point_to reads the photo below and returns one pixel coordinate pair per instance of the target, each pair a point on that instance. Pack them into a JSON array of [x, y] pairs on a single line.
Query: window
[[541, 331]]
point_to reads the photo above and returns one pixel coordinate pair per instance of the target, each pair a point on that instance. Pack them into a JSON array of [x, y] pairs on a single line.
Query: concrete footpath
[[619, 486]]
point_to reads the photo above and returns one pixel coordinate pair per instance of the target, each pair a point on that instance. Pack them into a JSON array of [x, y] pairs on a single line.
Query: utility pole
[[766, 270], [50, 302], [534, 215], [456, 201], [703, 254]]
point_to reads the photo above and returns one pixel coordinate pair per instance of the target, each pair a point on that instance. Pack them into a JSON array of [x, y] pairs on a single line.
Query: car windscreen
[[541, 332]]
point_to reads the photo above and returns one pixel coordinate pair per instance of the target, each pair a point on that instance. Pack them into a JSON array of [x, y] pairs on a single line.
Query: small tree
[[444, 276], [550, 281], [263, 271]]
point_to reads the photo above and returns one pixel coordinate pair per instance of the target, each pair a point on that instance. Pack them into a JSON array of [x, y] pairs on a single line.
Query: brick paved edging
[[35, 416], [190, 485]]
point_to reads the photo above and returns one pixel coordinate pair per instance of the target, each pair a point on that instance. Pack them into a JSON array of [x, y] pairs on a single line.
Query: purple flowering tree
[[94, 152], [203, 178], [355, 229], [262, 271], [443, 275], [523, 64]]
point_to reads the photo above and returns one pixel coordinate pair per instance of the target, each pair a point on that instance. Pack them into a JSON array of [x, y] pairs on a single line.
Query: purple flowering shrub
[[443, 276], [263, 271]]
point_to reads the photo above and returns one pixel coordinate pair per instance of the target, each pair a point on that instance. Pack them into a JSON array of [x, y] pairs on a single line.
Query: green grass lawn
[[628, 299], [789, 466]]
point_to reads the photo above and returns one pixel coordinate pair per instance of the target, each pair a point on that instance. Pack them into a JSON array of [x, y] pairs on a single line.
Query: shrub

────────────────

■ Directions for this task ■
The answer must be the same records, repeated exactly and in full.

■ Exercise solution ■
point_to reads the photo below and returns one pixel coordinate pair per instance of the target, each pair a point on that instance. Pack them into a JSON array of [x, y] pairs on a single line.
Query: window
[[541, 331]]
point_to reads the photo above and returns one pixel coordinate pair per instance of the target, each pair a point on that instance. Pack them into a JSON array of [x, y] pairs on a single line.
Query: concrete footpath
[[619, 486]]
point_to reads the photo above and returns one pixel coordinate pair per instance of the target, each pair a point on that instance. Pack them into a JSON array of [x, y] pairs on a single line.
Query: utility pole
[[766, 270], [50, 302], [534, 215], [456, 201], [703, 254]]
point_to reads the photo above and returns one pixel coordinate pair per instance of the target, each pair a point on that instance. Pack them into a JSON array of [x, y] pairs on a single line.
Query: car windscreen
[[541, 332]]
point_to reads the photo above and returns one pixel coordinate pair per instance of the target, each pair a point on that instance. Pack them into a JSON array of [x, y] pairs on a single line.
Query: small tree
[[444, 276], [550, 281], [263, 271]]
point_to reads the photo above and returns one pixel coordinate pair per instance of the target, each pair a point on that instance. Pack them into a JSON array of [x, y] pairs on a single line.
Query: brick paved edging
[[35, 416], [190, 485]]
point_to reads the photo above and returns one pixel coordinate pair per instance of the target, each pair a point on that instance. Pack them into a JSON array of [x, y] pairs on a single line.
Query: purple flowering tree
[[94, 152], [203, 178], [355, 229], [262, 271], [443, 275], [523, 64]]
point_to reads the photo above and returns one pixel coordinate pair per instance of the target, each pair a point on that instance. Pack them into a JSON array of [x, y] pairs on a single line.
Query: purple flowering shrub
[[443, 276], [263, 271]]
point_to reads the photo above and returns one pixel coordinate pair per instance of the target, each pair a point on that instance. Pack them into a JSON array of [x, y] pairs on a single line.
Query: green grass lawn
[[628, 299], [789, 466]]
point_to reads the photo above and returns one pixel coordinate pair per instance of the target, each pair a point on that instance. Pack them into a JSON array of [x, y] pairs on a single line.
Query: shrub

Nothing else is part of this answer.